• Tarefa A:
Segundo o trecho sobre o PAC, quanto o Ministério da Educação havia empenhado até 23 de agosto?
• Tarefa B:
Repita o trecho sobre o PAC, da passagem "Segundo os dados" até "R$ 2,7 bilhões.".
• Tarefa C:
Cada afirmação a seguir concorda com o trecho sobre o PAC? Responda sim ou não e cite, entre aspas, as palavras exatas do trecho que decidem. (i) O Ministério das Comunicações não havia empenhado nada até 23 de agosto. (ii) O limite fixado para o Ministério da Saúde até 30 de setembro era de R$ 2,9 bilhões. (iii) Até 31 de julho de 2024, o valor empenhado pelo Ministério da Educação correspondia a 72% do limite.

O Ministério das Comunicações dispõe de R$ 116,2 milhões, mas até o dia 23 de agosto o empenho era zero. De acordo com a Casa Civil, a maior parte das verbas da pasta destinada ao PAC vem de fora do Orçamento da União. “Cita-se como exemplo os recursos privados para a expansão do 4G e implantação do 5G pelas empresas de telecomunicações vencedoras do leilão do 5G (R$ 13,5 bilhões) e para construção das infovias no Norte Conectado (R$ 1,5 bilhão), projetos em plena execução física.”

Segundo os dados do Siop, o Ministério da Educação dispõe de R$ 4,4 bilhões para investir no PAC e até o dia 23 de agosto havia empenhado R$ 2,7 bilhões.

A Casa Civil disse que decreto de programação financeira editado em fevereiro deste ano autoriza a pasta a empenhar até R$ 2,9 bilhões até o dia 30 de setembro. “O valor empenhado até 31 de julho de 2024 era de R$ 2,43 bilhões, correspondente a 83% do limite, o que representa uma execução orçamentária acima do esperado para esse período.”

Caso semelhante ocorre com o Ministério da Saúde. A pasta dispõe de R$ 7,9 bilhões no Orçamento e havia empenhado R$ 3,1 bilhões até 23 de agosto. Também nesse caso, o decreto de programação financeira de fevereiro estabeleceu limite de R$ 4 bilhões até o dia 30 de setembro. “O valor empenhado até 31 de julho de 2024 era de R$ 2,85 bilhões, correspondente a 72% do limite, o que representa uma execução orçamentária bastante satisfatória”, avaliou.

[Dados registrados]

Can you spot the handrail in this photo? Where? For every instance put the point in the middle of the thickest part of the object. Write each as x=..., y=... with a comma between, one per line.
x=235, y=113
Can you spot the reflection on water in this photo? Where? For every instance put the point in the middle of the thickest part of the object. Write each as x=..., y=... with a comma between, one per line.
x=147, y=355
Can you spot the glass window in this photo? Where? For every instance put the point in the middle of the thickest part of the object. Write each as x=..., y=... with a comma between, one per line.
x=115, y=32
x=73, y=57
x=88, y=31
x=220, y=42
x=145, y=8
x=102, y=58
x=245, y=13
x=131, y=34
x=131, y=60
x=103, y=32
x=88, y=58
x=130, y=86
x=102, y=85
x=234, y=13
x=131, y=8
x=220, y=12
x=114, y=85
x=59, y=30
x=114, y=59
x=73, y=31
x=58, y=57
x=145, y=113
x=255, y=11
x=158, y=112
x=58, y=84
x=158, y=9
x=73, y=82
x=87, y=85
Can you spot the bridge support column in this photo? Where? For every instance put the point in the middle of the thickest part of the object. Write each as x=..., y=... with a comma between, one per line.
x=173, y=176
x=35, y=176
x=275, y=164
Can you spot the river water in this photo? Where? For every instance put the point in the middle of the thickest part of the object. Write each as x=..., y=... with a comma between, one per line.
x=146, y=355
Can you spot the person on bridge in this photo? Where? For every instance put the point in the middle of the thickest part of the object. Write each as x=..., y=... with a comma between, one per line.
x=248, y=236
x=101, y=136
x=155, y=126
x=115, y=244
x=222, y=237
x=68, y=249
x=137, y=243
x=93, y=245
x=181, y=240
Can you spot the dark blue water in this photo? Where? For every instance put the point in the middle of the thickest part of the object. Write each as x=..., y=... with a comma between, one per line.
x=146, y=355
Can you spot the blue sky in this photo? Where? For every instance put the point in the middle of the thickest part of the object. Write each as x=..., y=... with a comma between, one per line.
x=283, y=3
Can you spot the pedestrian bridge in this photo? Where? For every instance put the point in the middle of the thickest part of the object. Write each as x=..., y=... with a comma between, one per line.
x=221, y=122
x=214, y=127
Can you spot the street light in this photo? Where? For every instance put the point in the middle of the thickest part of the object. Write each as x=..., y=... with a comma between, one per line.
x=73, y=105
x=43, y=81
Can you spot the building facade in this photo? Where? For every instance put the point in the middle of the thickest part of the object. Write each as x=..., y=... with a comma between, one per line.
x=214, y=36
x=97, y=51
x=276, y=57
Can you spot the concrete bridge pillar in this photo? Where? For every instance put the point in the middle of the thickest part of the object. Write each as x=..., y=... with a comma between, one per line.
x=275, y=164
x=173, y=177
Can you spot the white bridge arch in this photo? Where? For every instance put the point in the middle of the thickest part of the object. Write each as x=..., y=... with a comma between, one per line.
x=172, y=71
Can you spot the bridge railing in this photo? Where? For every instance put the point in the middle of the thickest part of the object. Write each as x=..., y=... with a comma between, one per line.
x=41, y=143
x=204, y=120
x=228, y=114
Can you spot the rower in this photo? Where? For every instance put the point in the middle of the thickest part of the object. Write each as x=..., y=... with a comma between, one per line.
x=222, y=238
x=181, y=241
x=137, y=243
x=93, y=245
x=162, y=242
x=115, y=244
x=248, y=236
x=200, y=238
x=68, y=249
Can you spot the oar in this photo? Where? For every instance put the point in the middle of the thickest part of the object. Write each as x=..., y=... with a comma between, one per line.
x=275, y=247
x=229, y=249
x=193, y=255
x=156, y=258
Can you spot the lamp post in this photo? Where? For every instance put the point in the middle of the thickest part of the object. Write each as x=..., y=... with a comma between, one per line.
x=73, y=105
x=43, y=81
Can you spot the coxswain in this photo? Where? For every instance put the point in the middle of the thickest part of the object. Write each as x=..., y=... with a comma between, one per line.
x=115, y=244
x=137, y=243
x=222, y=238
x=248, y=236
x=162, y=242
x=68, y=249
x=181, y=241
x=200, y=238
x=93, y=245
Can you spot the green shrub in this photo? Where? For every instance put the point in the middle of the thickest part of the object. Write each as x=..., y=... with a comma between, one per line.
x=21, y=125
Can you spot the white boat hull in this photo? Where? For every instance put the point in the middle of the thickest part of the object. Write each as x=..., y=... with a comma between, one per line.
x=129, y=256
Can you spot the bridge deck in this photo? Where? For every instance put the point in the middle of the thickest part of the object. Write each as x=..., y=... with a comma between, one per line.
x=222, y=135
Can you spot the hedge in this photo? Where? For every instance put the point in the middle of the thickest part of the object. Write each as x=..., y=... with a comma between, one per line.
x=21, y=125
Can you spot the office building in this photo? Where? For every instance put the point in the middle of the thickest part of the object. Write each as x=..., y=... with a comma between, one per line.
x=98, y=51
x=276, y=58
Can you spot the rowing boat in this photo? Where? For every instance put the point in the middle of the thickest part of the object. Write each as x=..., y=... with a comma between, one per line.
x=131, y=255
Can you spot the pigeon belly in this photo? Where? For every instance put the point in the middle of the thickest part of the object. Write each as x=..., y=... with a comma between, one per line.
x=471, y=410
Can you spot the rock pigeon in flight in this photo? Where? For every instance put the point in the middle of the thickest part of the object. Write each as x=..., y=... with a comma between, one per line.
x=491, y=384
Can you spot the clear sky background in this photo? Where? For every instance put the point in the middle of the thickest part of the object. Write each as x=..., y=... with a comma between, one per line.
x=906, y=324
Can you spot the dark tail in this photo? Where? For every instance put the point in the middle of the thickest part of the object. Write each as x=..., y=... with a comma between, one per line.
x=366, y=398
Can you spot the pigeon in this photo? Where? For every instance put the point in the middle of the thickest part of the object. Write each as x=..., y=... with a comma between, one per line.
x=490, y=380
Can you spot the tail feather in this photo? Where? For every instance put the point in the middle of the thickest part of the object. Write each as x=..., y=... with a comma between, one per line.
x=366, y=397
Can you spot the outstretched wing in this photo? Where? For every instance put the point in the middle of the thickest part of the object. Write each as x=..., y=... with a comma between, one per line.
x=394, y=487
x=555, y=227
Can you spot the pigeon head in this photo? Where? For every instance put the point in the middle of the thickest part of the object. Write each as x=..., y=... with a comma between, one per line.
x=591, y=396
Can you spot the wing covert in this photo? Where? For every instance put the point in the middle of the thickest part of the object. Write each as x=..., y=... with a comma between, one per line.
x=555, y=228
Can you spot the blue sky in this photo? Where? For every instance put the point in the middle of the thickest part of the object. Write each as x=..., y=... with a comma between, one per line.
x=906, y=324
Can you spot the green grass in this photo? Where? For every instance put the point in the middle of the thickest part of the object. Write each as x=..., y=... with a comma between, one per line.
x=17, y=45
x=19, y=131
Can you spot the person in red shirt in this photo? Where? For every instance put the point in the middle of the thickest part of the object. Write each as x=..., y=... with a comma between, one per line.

• Espaço para resposta A:
R$ 2,7 bilhões.

• Espaço para resposta B:
Segundo os dados do Siop, o Ministério da Educação dispõe de R$ 4,4 bilhões para investir no PAC e até o dia 23 de agosto havia empenhado R$ 2,7 bilhões.

• Espaço para resposta C:
(i) Sim: "até o dia 23 de agosto o empenho era zero".
(ii) Não: "estabeleceu limite de R$ 4 bilhões até o dia 30 de setembro".
(iii) Não: "correspondente a 83% do limite".